Page text:
PSO J0309 + 27 – in short – was discovered by a team of researchers led by Silvia Belladitta, a PhD student at the University of Insubria, working for the Italian National Institute for Astrophysics (INAF) in Milan, under the supervision of Alberto Moretti and Alessandro Caccianiga. While it was suspected that the object was distant, and observations from the Swift Space Telescope (of which INAF is a major contributor) showed its X-ray power matched that of other Blazars, it was the observations obtained with the optical Multi-Double Object Spectrographs (MODS) at the Large Binocular Telescope (LBT) that confirmed it indeed broke the record as the most distant Blazar in the known Universe.
“The spectrum that appeared before our eyes confirmed first that PSO J0309 + 27 is actually an AGN, or a galaxy whose central nucleus is extremely bright due to the presence, in its center, of a supermassive black hole fed by the gas and the stars it engulfs, ”says Belladitta. “In addition, the data obtained by LBT also confirmed that PSO J0309 + 27 is really far away from us using the shift of the color of its light towards red or redshift with a record value of 6.1, never measured before for a similar object,” adds Belladitta, first author of the paper describing the discovery, published today in the journal Astronomy & Astrophysics Letters.

Dataset extract:
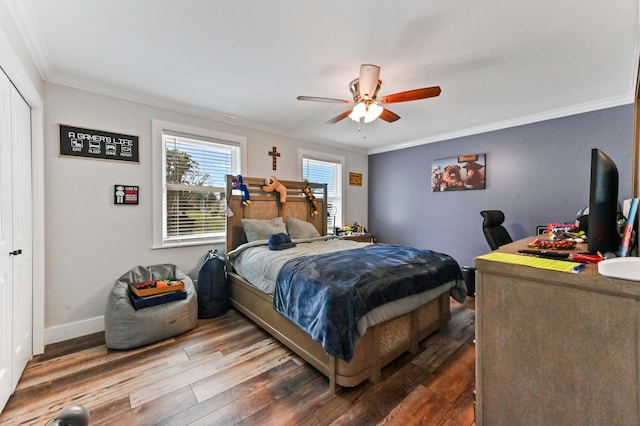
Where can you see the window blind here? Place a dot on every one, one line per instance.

--

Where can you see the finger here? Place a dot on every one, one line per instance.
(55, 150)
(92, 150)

Complete the following:
1 - Reproduce the passage on the blazar PSO J0309 + 27 word for word, from "PSO J0309 + 27 –" to "the known Universe.".
2 - Write the next part of the passage on the blazar PSO J0309 + 27, picking up after its final sentence.

Set of answers:
1 -
PSO J0309 + 27 – in short – was discovered by a team of researchers led by Silvia Belladitta, a PhD student at the University of Insubria, working for the Italian National Institute for Astrophysics (INAF) in Milan, under the supervision of Alberto Moretti and Alessandro Caccianiga. While it was suspected that the object was distant, and observations from the Swift Space Telescope (of which INAF is a major contributor) showed its X-ray power matched that of other Blazars, it was the observations obtained with the optical Multi-Double Object Spectrographs (MODS) at the Large Binocular Telescope (LBT) that confirmed it indeed broke the record as the most distant Blazar in the known Universe.

2 -
PSO J0309 + 27 has therefore proved to be, at the moment, the most powerful persistent radio source in the primordial universe, within the first billion years since its formation. Observations taken by the XRT telescope on board the Swift satellite – a mission with a fundamental contribution by INAF and the Italian Space Agency – have also made it possible to establish that, even in X-rays, PSO J0309 + 27 is the brightest cosmic source ever observed at these distances.
Belladitta notes further, “Observing a blazar is extremely important, for every discovered source of this type, we know that there must be a hundred similar, but oriented differently and therefore too weak to be seen directly”. Therefore, the discovery of PSO J0309 + 27 allows astronomers to quantify, for the first time the number of AGN with powerful relativistic jets present in the primordial universe. The Blazars at these early epochs represent the “seeds” for all SMBHs that exist in the Universe today.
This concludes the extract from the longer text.